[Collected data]
--------------------

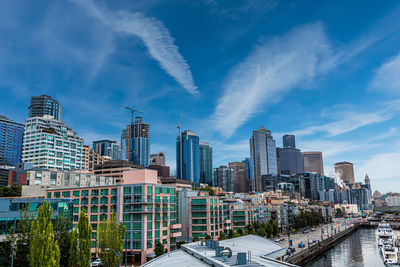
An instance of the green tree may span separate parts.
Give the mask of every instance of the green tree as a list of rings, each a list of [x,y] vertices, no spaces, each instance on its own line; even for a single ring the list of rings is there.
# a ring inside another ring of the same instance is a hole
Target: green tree
[[[156,257],[159,257],[165,253],[164,245],[161,244],[160,241],[156,243],[156,247],[154,248],[154,253],[156,254]]]
[[[69,253],[71,247],[72,220],[67,211],[59,212],[54,220],[54,237],[60,248],[60,266],[69,267]]]
[[[215,196],[215,191],[214,191],[214,189],[213,189],[211,186],[209,186],[209,185],[207,185],[206,187],[200,188],[200,190],[201,190],[201,191],[208,191],[208,194],[209,194],[210,196]]]
[[[211,236],[210,236],[210,235],[206,235],[206,236],[204,237],[204,239],[211,239]]]
[[[193,237],[192,242],[199,242],[199,237],[198,236]]]
[[[237,233],[238,233],[240,236],[243,236],[243,235],[244,235],[244,232],[243,232],[242,228],[239,228],[239,229],[237,230]]]
[[[0,187],[0,197],[20,197],[22,187],[20,185]]]
[[[100,223],[98,230],[98,244],[101,261],[105,266],[116,266],[118,256],[112,249],[122,255],[124,245],[125,226],[117,223],[117,215],[111,214],[108,221],[105,219]],[[121,256],[122,258],[122,256]]]
[[[225,239],[228,239],[228,238],[226,237],[224,231],[221,231],[221,232],[219,233],[218,240],[225,240]]]
[[[60,249],[54,238],[51,222],[53,209],[44,201],[37,217],[32,221],[29,233],[29,263],[31,267],[60,266]]]
[[[180,248],[182,247],[183,244],[186,244],[186,241],[185,241],[185,240],[181,240],[181,241],[176,242],[176,248],[177,248],[177,249],[180,249]]]
[[[92,248],[92,227],[85,211],[79,214],[77,228],[73,231],[70,247],[70,265],[79,267],[90,266],[90,249]]]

--------------------

■ **AIM OF THE EXERCISE**
Print every line above once more, exactly. Omit the pictures.

■ **WRITTEN ANSWER**
An instance of the green tree may span separate parts.
Give the mask of every instance of the green tree as a list of rings, each a list of [x,y] vertices, no spaces, each instance on its own line; even for a single ring the list of rings is there.
# a ring inside another ring of the same instance is a hole
Target: green tree
[[[156,257],[159,257],[165,253],[164,245],[161,244],[160,241],[156,243],[156,247],[154,248],[154,253],[156,254]]]
[[[69,253],[71,247],[72,220],[67,211],[59,212],[54,220],[54,237],[60,248],[60,266],[69,267]]]
[[[215,196],[215,191],[214,191],[214,189],[213,189],[211,186],[209,186],[209,185],[207,185],[206,187],[200,188],[200,190],[201,190],[201,191],[208,191],[208,194],[209,194],[210,196]]]
[[[211,236],[210,236],[210,235],[206,235],[206,236],[204,237],[204,239],[211,239]]]
[[[193,237],[192,242],[199,242],[199,237],[198,236]]]
[[[237,233],[238,233],[240,236],[243,236],[243,235],[244,235],[244,232],[243,232],[242,228],[239,228],[239,229],[237,230]]]
[[[0,187],[0,197],[20,197],[22,187],[20,185]]]
[[[100,223],[98,230],[98,244],[101,261],[105,266],[116,266],[118,256],[112,249],[122,255],[124,245],[125,226],[117,223],[117,215],[111,214],[108,221],[105,219]],[[121,256],[122,258],[122,256]]]
[[[225,239],[228,239],[228,238],[226,237],[224,231],[221,231],[221,232],[219,233],[218,240],[225,240]]]
[[[60,249],[54,238],[51,222],[53,209],[44,201],[37,217],[32,221],[29,233],[29,263],[31,267],[60,266]]]
[[[180,248],[182,247],[183,244],[186,244],[186,241],[185,241],[185,240],[181,240],[181,241],[176,242],[176,248],[177,248],[177,249],[180,249]]]
[[[92,248],[92,227],[85,211],[79,214],[77,228],[73,231],[70,247],[70,265],[79,267],[90,266],[90,249]]]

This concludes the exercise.